(Collected data)
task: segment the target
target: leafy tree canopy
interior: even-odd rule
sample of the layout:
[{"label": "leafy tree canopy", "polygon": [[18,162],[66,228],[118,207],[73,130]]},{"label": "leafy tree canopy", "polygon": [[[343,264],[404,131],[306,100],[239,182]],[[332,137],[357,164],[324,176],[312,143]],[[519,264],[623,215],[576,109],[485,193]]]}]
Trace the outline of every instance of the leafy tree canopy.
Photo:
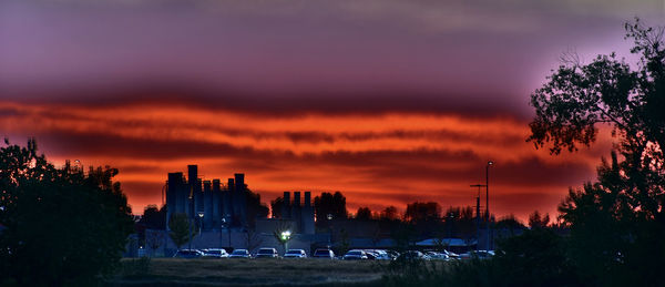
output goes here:
[{"label": "leafy tree canopy", "polygon": [[625,29],[636,69],[614,53],[560,66],[531,96],[528,141],[559,154],[593,143],[598,124],[613,129],[617,143],[597,182],[571,189],[559,207],[569,256],[590,284],[656,286],[665,266],[665,43],[663,28],[636,20]]},{"label": "leafy tree canopy", "polygon": [[55,168],[28,146],[0,148],[0,285],[92,285],[133,230],[117,170]]}]

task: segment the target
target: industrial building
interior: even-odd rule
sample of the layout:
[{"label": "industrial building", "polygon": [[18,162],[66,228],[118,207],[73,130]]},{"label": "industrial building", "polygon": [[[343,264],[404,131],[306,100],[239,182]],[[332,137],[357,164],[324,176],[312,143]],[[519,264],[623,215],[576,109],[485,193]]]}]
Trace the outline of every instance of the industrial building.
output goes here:
[{"label": "industrial building", "polygon": [[245,174],[236,173],[226,184],[202,181],[198,166],[187,166],[187,177],[168,173],[165,185],[167,221],[172,214],[186,214],[204,230],[247,226],[247,185]]}]

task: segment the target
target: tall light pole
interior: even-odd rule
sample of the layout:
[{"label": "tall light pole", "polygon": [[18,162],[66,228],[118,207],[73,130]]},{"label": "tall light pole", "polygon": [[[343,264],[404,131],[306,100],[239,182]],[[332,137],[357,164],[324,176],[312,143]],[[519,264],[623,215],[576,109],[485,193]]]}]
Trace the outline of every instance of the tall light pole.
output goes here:
[{"label": "tall light pole", "polygon": [[491,238],[490,234],[490,166],[492,166],[494,162],[488,161],[488,165],[485,165],[485,224],[488,227],[488,248],[490,249]]},{"label": "tall light pole", "polygon": [[475,196],[475,250],[480,247],[480,187],[485,187],[484,184],[472,184],[471,187],[478,187]]},{"label": "tall light pole", "polygon": [[203,212],[198,212],[198,236],[203,235]]},{"label": "tall light pole", "polygon": [[326,216],[326,218],[328,218],[328,249],[330,249],[330,247],[332,246],[332,214],[329,213],[328,216]]}]

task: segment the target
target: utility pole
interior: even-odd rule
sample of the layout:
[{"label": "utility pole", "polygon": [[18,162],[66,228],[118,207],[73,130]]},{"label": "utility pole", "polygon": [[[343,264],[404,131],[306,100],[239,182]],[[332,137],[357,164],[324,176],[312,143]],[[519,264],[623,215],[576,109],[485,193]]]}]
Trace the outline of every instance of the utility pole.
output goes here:
[{"label": "utility pole", "polygon": [[488,248],[487,250],[490,249],[490,242],[492,238],[490,238],[490,166],[492,166],[494,164],[494,162],[492,161],[488,161],[488,165],[485,165],[485,224],[487,224],[487,230],[488,230]]},{"label": "utility pole", "polygon": [[475,250],[480,245],[480,187],[485,187],[484,184],[472,184],[471,187],[478,187],[478,195],[475,196]]}]

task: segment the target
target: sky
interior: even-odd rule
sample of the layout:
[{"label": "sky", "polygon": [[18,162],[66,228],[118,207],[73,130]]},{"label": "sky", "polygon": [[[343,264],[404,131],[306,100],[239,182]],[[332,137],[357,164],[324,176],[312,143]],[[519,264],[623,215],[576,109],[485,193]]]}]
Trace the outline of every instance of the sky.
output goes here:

### Task objective
Please list every line of the rows above that contains the string "instance". Case counts.

### Solution to the exercise
Trace the outline of every instance of the leafy tree canopy.
Trace the outline of every instance of the industrial building.
Trace the outline of every instance of the tall light pole.
Trace the outline of every instance of the utility pole.
Trace the outline of every instance of the sky.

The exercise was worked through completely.